**Verilen istek A:** İstanbul Felsefe metninden "Türkiye’nin ilk felsefe" ifadesiyle başlayıp "önemli katkılar sunmuştur." ifadesiyle biten bölümü hiçbir değişiklik yapmadan yazın.
**Verilen istek B:** İstanbul Felsefe metnine göre Felsefe Arkivi dergisi hangi yıldan beri yayımlanmaktadır?

**Metin alıntısı:**
────────────────────

İstanbul Felsefe’yi Türkiye’deki Diğer Felsefe Bölümlerinden Ayıran Özellikler Nelerdir?

Türkiye’nin ilk felsefe bölümü olan İstanbul Felsefe, Rıza Tevfik, Mehmet Emin Erişirgil, Mustafa Şekip Tunç, Hans Reichenbach, Ernst von Aster, Walter Kranz, Heinz Heimsoeth, Macit Gökberk, Takiyettin Mengüşoğlu, Hilmi Ziya Ülken, Teoman Duralı, Mahmut Kaya, Şafak Ural, Atilla Erdemli gibi pek çok isme ev sahipliği yapmış ve Türkiye’de felsefenin gelişim sürecine önemli katkılar sunmuştur.

İstanbul Felsefe’de görev yaptıktan sonra farklı üniversitelerin felsefe bölümlerinde çalışmalarını sürdüren Teo Grünberg (ODTÜ), Ioanna Kuçuradi (Hacettepe Üniversitesi/Maltepe Üniversitesi), Hüseyin Batuhan (ODTÜ), Nusret Hızır (Ankara Üniversitesi), Önay Sözer (Boğaziçi Üniversitesi), Uluğ Nutku (Cumhuriyet Üniversitesi/Çukurova Üniversitesi), Nejat Bozkurt (Kocaeli Üniversitesi), Betül Çotuksöken (Maltepe Üniversitesi), Necla Arat, İhsan Fazlıoğlu (İstanbul Medeniyet Üniversitesi), Teoman Duralı (İbn Haldun Üniversitesi) gibi pek çok değerli isim bulunmaktadır.

Türkiye’nin önde gelen akademik felsefe dergilerinden Felsefe Arkivi, İstanbul Felsefe bünyesinde 1945 yılından beri yayımlanmaktadır. Ayrıca, bölümümüz öğretim üyeleri, Kutadgubilig Felsefe-Bilim Araştırmaları Dergisi, Nazariyat, Felsefi Düşün gibi alanlarında saygın felsefe dergilerinin yayımına öncülük etmektedirler.

Üniversitemize bağlı Mantık Uygulama ve Araştırma Merkezi ile İslam Araştırmaları Merkezi, İstanbul Felsefe öğretim üyeleri tarafından idare edilmektedir.

────────────────────

**Malzeme listesi:**
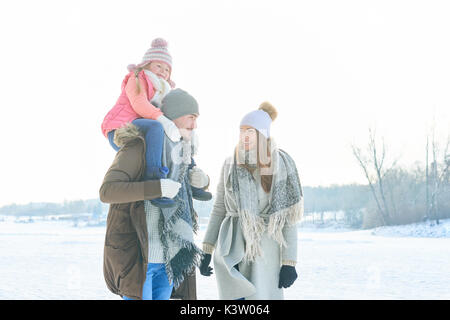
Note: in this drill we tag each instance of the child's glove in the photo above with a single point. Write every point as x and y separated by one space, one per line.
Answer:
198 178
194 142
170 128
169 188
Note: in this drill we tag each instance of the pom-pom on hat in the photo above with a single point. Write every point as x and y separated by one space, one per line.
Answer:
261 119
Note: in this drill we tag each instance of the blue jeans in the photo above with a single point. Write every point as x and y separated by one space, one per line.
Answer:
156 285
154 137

────────────────────

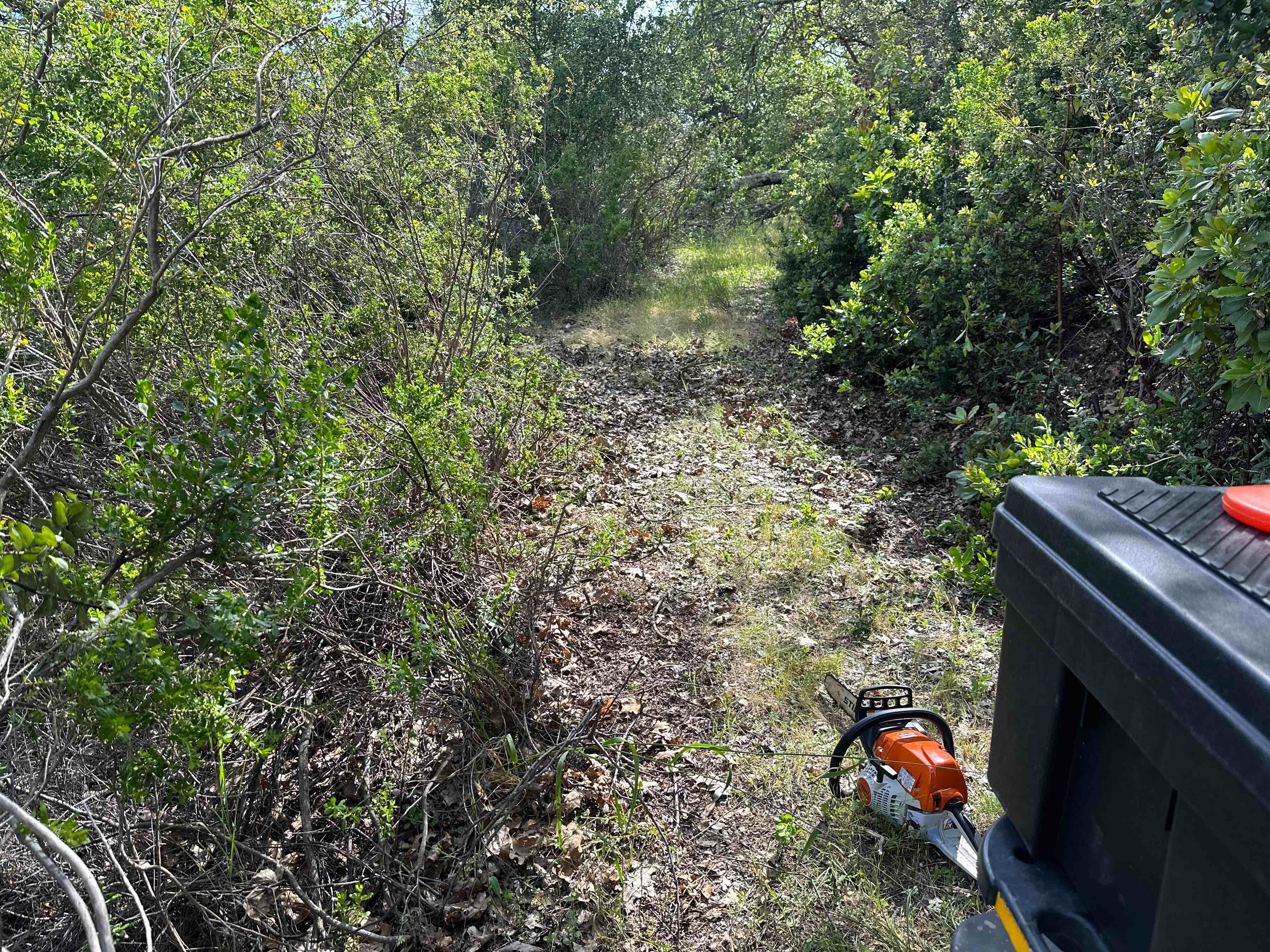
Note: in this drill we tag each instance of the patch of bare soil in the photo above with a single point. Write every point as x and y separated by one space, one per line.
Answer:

────────────────────

**Tam yanıt A:**
Türkiye’nin ilk felsefe bölümü olan İstanbul Felsefe, Rıza Tevfik, Mehmet Emin Erişirgil, Mustafa Şekip Tunç, Hans Reichenbach, Ernst von Aster, Walter Kranz, Heinz Heimsoeth, Macit Gökberk, Takiyettin Mengüşoğlu, Hilmi Ziya Ülken, Teoman Duralı, Mahmut Kaya, Şafak Ural, Atilla Erdemli gibi pek çok isme ev sahipliği yapmış ve Türkiye’de felsefenin gelişim sürecine önemli katkılar sunmuştur.

**Tam yanıt B:** 1945 yılından beri.